Task instructions
Please output the listing's lines unchanged from the line with "Target: white pebble footbed" to the line with "384 397 L 436", both included, and nothing else.

Contour annotation records
________________________

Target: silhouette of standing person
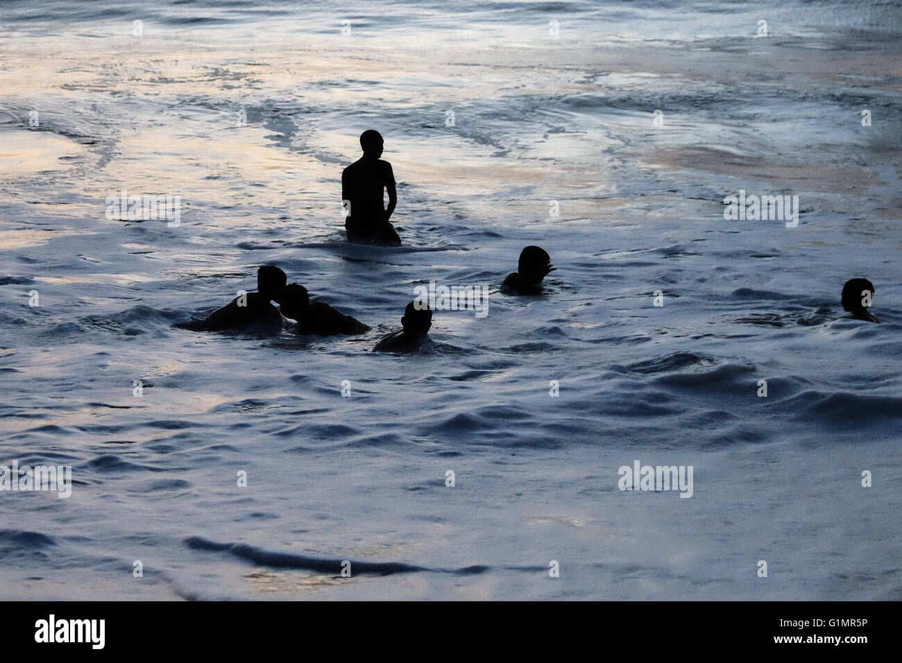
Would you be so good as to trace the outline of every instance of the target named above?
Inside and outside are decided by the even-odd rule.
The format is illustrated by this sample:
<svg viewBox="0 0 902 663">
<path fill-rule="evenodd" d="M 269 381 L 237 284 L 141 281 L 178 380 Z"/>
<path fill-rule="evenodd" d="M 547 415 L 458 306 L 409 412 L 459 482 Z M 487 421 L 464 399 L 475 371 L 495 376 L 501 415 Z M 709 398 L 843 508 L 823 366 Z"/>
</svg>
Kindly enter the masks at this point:
<svg viewBox="0 0 902 663">
<path fill-rule="evenodd" d="M 342 170 L 341 197 L 345 206 L 345 229 L 349 242 L 400 246 L 400 237 L 389 223 L 398 204 L 391 164 L 382 155 L 382 137 L 374 129 L 360 134 L 364 156 Z M 389 192 L 384 207 L 383 191 Z"/>
</svg>

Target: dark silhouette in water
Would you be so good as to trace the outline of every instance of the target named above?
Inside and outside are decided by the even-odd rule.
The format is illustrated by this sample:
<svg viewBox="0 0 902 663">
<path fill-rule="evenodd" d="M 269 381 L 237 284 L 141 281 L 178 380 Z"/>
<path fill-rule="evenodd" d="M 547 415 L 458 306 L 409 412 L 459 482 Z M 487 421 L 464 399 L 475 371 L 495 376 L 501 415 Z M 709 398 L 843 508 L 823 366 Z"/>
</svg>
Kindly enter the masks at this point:
<svg viewBox="0 0 902 663">
<path fill-rule="evenodd" d="M 865 290 L 870 292 L 870 295 L 866 295 Z M 851 317 L 856 320 L 879 324 L 880 321 L 877 319 L 877 316 L 869 311 L 864 305 L 866 297 L 869 304 L 874 297 L 874 284 L 867 279 L 850 279 L 842 286 L 842 308 L 851 313 Z"/>
<path fill-rule="evenodd" d="M 417 308 L 414 302 L 410 302 L 404 309 L 404 316 L 400 318 L 401 327 L 404 328 L 386 334 L 382 336 L 373 352 L 413 352 L 419 348 L 419 345 L 426 338 L 429 327 L 432 327 L 432 311 L 428 308 Z"/>
<path fill-rule="evenodd" d="M 360 320 L 339 313 L 325 302 L 310 301 L 307 289 L 298 283 L 282 288 L 275 300 L 281 307 L 283 316 L 298 321 L 296 331 L 299 334 L 313 334 L 318 336 L 339 334 L 353 336 L 363 334 L 370 328 Z"/>
<path fill-rule="evenodd" d="M 520 253 L 517 271 L 508 274 L 502 283 L 502 292 L 505 295 L 540 295 L 542 279 L 555 269 L 545 249 L 527 246 Z"/>
<path fill-rule="evenodd" d="M 250 325 L 281 327 L 281 314 L 270 303 L 285 287 L 288 279 L 278 267 L 263 265 L 257 270 L 257 291 L 239 295 L 216 308 L 206 319 L 184 325 L 195 331 L 224 331 L 240 329 Z"/>
<path fill-rule="evenodd" d="M 346 207 L 345 229 L 349 242 L 400 246 L 400 237 L 389 223 L 398 193 L 391 164 L 383 161 L 382 137 L 368 129 L 360 134 L 364 156 L 342 170 L 341 198 Z M 383 190 L 389 192 L 389 207 L 383 207 Z M 346 202 L 345 202 L 346 201 Z"/>
</svg>

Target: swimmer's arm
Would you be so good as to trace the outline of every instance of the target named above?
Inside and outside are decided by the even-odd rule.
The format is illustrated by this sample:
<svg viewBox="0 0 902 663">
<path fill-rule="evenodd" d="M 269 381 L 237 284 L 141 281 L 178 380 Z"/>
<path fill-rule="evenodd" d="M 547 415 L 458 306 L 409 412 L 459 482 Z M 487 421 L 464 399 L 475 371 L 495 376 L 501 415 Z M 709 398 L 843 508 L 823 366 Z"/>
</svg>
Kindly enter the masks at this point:
<svg viewBox="0 0 902 663">
<path fill-rule="evenodd" d="M 347 173 L 345 170 L 341 171 L 341 199 L 343 204 L 345 200 L 351 199 L 351 188 L 348 186 Z"/>
<path fill-rule="evenodd" d="M 385 221 L 391 218 L 391 213 L 394 211 L 395 206 L 398 205 L 398 191 L 395 189 L 394 184 L 394 173 L 391 171 L 391 166 L 389 166 L 389 180 L 385 182 L 385 190 L 389 192 L 389 207 L 385 210 Z"/>
</svg>

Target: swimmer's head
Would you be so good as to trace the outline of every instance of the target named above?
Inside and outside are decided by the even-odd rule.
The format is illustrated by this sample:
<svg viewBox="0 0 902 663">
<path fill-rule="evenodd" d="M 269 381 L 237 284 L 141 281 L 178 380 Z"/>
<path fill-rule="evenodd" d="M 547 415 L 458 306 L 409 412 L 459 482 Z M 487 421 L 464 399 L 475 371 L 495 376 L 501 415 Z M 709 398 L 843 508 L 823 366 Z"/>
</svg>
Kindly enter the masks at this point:
<svg viewBox="0 0 902 663">
<path fill-rule="evenodd" d="M 410 302 L 404 309 L 404 317 L 400 318 L 401 327 L 408 334 L 418 336 L 426 334 L 432 327 L 432 310 L 429 308 L 417 308 L 415 302 Z"/>
<path fill-rule="evenodd" d="M 378 159 L 382 155 L 382 136 L 375 129 L 367 129 L 360 134 L 360 146 L 364 154 Z"/>
<path fill-rule="evenodd" d="M 520 262 L 517 272 L 530 283 L 538 283 L 549 272 L 554 272 L 551 266 L 551 256 L 545 249 L 538 246 L 527 246 L 520 253 Z"/>
<path fill-rule="evenodd" d="M 269 295 L 271 299 L 279 294 L 287 281 L 288 277 L 285 276 L 285 272 L 278 267 L 264 264 L 257 270 L 257 292 Z"/>
<path fill-rule="evenodd" d="M 855 318 L 868 318 L 870 304 L 874 297 L 874 284 L 867 279 L 850 279 L 842 286 L 842 308 Z"/>
<path fill-rule="evenodd" d="M 292 320 L 300 320 L 304 310 L 310 305 L 310 297 L 307 289 L 298 283 L 290 283 L 282 288 L 276 299 L 282 315 Z"/>
</svg>

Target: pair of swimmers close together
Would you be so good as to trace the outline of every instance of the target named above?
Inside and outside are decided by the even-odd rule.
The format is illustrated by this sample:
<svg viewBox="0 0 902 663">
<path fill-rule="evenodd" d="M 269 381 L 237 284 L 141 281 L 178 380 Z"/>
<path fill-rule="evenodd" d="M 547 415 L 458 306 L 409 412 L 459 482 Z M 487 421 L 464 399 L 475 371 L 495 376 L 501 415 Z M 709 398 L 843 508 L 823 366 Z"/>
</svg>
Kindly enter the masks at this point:
<svg viewBox="0 0 902 663">
<path fill-rule="evenodd" d="M 538 295 L 542 279 L 554 271 L 548 253 L 538 246 L 527 246 L 520 254 L 518 271 L 509 274 L 502 292 L 510 295 Z M 276 308 L 272 302 L 279 304 Z M 282 317 L 295 320 L 298 334 L 319 336 L 354 336 L 370 330 L 360 320 L 345 316 L 322 301 L 310 301 L 307 289 L 288 283 L 278 267 L 263 265 L 257 270 L 257 290 L 239 295 L 204 320 L 188 327 L 195 331 L 241 329 L 252 325 L 281 327 Z M 418 308 L 411 301 L 400 318 L 401 328 L 383 336 L 373 349 L 384 352 L 410 352 L 419 347 L 432 327 L 432 311 Z"/>
</svg>

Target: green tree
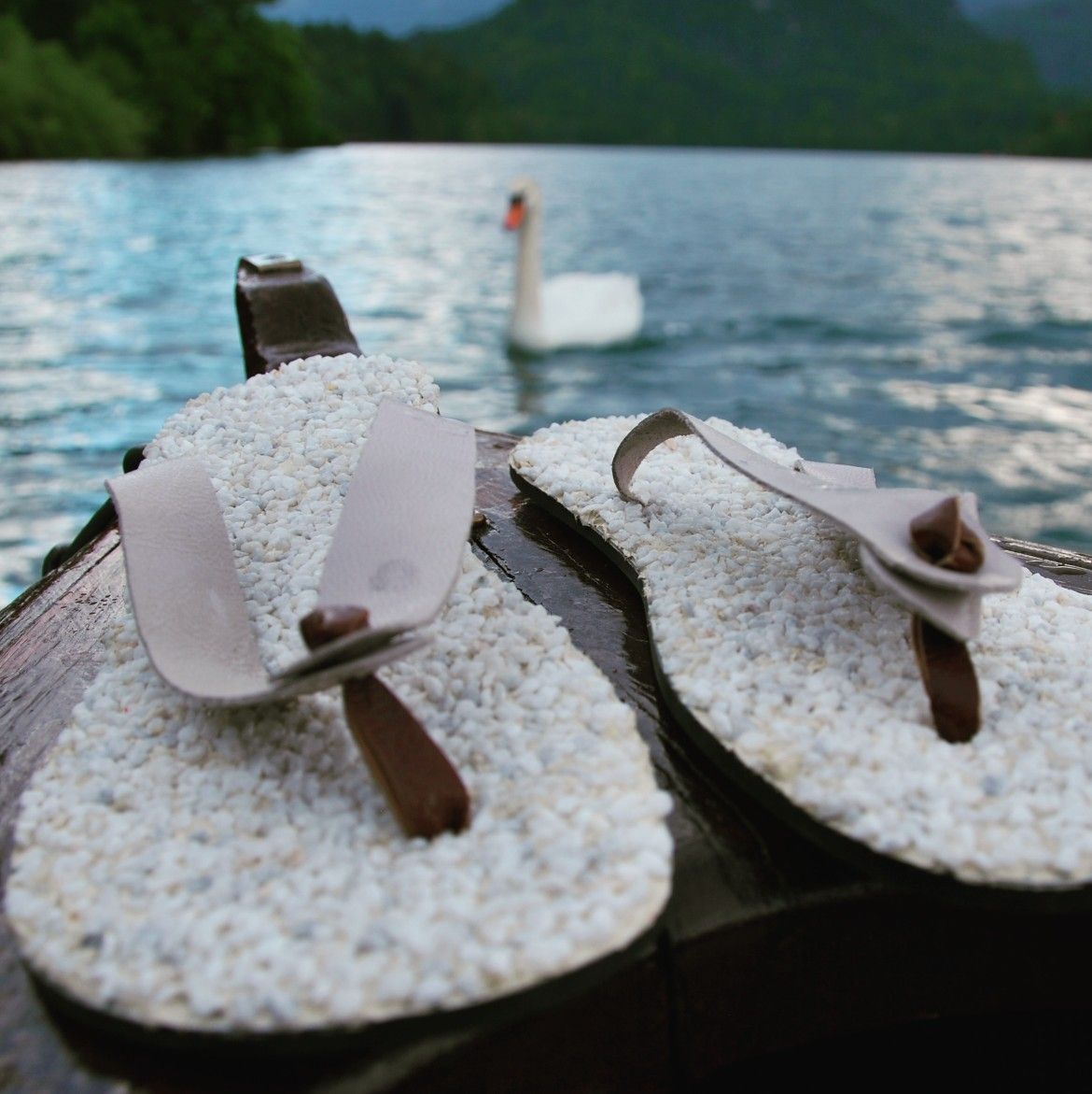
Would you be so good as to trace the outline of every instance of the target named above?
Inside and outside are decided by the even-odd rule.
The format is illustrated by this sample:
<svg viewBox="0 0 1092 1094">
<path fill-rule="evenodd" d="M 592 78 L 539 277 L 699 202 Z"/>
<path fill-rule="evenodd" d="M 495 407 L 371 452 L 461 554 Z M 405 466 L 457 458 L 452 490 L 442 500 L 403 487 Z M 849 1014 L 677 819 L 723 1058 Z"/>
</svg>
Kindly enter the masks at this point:
<svg viewBox="0 0 1092 1094">
<path fill-rule="evenodd" d="M 0 158 L 136 156 L 146 121 L 58 42 L 0 15 Z"/>
<path fill-rule="evenodd" d="M 73 49 L 150 120 L 158 155 L 243 152 L 318 139 L 302 43 L 254 0 L 97 0 Z"/>
</svg>

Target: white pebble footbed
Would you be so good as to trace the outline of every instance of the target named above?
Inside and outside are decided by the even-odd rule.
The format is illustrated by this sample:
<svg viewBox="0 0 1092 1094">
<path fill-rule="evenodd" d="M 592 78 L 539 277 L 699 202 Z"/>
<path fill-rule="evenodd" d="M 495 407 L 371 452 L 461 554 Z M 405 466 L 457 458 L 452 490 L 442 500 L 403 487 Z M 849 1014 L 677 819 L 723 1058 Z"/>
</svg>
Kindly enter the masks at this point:
<svg viewBox="0 0 1092 1094">
<path fill-rule="evenodd" d="M 384 397 L 436 389 L 386 358 L 295 362 L 196 399 L 148 451 L 207 466 L 270 665 L 303 651 Z M 118 625 L 21 801 L 7 915 L 27 963 L 110 1015 L 249 1034 L 483 1002 L 638 936 L 670 886 L 670 802 L 632 713 L 469 547 L 430 633 L 380 675 L 471 794 L 470 828 L 431 842 L 402 836 L 338 689 L 189 707 Z"/>
<path fill-rule="evenodd" d="M 907 639 L 856 544 L 694 438 L 611 459 L 639 418 L 548 427 L 512 467 L 634 571 L 674 697 L 745 768 L 870 851 L 972 886 L 1092 881 L 1092 601 L 1025 574 L 985 598 L 970 650 L 983 728 L 941 741 Z M 767 434 L 714 428 L 785 465 Z"/>
</svg>

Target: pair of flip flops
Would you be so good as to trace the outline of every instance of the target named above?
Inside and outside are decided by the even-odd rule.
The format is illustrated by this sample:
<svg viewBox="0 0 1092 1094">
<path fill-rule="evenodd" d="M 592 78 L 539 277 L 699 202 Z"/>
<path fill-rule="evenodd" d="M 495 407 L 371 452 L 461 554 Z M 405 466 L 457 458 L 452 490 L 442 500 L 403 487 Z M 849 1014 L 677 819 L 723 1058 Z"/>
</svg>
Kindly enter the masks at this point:
<svg viewBox="0 0 1092 1094">
<path fill-rule="evenodd" d="M 406 362 L 297 362 L 188 405 L 114 484 L 136 618 L 24 796 L 8 885 L 61 992 L 142 1026 L 355 1029 L 655 922 L 670 803 L 633 714 L 451 549 L 472 434 L 435 404 Z M 444 474 L 414 494 L 437 427 Z M 550 427 L 512 464 L 638 581 L 680 724 L 748 789 L 902 876 L 1087 892 L 1089 608 L 1029 575 L 1003 592 L 1019 574 L 971 499 L 904 511 L 867 472 L 678 414 Z M 422 547 L 426 510 L 445 531 Z M 141 531 L 163 512 L 174 561 Z M 189 556 L 213 561 L 187 578 Z M 400 769 L 390 718 L 449 770 Z"/>
</svg>

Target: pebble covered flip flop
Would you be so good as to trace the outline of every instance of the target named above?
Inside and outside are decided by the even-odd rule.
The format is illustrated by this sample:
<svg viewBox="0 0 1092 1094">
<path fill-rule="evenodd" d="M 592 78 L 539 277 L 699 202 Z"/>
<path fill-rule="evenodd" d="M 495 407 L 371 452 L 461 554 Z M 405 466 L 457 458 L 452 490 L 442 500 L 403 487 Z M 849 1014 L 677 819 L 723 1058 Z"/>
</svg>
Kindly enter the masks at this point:
<svg viewBox="0 0 1092 1094">
<path fill-rule="evenodd" d="M 377 408 L 436 398 L 404 361 L 314 358 L 195 399 L 148 449 L 138 475 L 189 458 L 211 479 L 268 670 L 257 693 L 313 657 L 300 622 L 329 592 Z M 337 687 L 195 700 L 119 622 L 21 801 L 5 911 L 30 967 L 142 1027 L 354 1031 L 530 988 L 645 932 L 670 886 L 670 801 L 633 714 L 469 546 L 454 570 L 425 643 L 377 674 L 468 792 L 434 838 L 403 831 Z"/>
<path fill-rule="evenodd" d="M 680 724 L 806 835 L 938 895 L 1092 899 L 1092 601 L 1021 581 L 973 496 L 679 411 L 550 426 L 512 474 L 636 582 Z M 873 520 L 896 494 L 924 508 Z"/>
</svg>

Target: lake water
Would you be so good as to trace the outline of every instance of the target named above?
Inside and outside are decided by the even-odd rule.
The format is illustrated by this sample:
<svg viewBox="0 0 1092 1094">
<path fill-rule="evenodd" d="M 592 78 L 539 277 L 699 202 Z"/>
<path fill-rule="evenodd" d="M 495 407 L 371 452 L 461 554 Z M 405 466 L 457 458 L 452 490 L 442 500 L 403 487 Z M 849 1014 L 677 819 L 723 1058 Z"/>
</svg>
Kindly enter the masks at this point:
<svg viewBox="0 0 1092 1094">
<path fill-rule="evenodd" d="M 543 265 L 637 274 L 634 345 L 510 360 L 509 181 Z M 243 376 L 237 258 L 333 283 L 445 412 L 526 432 L 674 405 L 882 485 L 974 490 L 997 533 L 1092 548 L 1092 163 L 349 146 L 0 164 L 0 604 L 122 452 Z"/>
</svg>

________________________

Solution below
Target: white pebble footbed
Would you be so good as to trace the outline of every instance of the target named above?
Inside and outside are decided by the even-odd rule.
The format is illustrated by this sample:
<svg viewBox="0 0 1092 1094">
<path fill-rule="evenodd" d="M 592 78 L 539 277 L 699 202 Z"/>
<path fill-rule="evenodd" d="M 495 407 L 371 452 L 461 554 Z M 405 466 L 457 458 L 452 490 L 442 500 L 403 487 Z M 849 1014 L 677 819 L 723 1058 Z"/>
</svg>
Kindly enter the masks at this point:
<svg viewBox="0 0 1092 1094">
<path fill-rule="evenodd" d="M 384 397 L 436 389 L 386 358 L 295 362 L 196 399 L 148 451 L 207 466 L 270 665 L 303 651 Z M 118 625 L 21 801 L 7 915 L 27 963 L 110 1015 L 249 1034 L 483 1002 L 638 936 L 670 886 L 670 802 L 632 713 L 469 547 L 430 633 L 380 675 L 471 794 L 470 828 L 431 842 L 402 836 L 338 689 L 189 707 Z"/>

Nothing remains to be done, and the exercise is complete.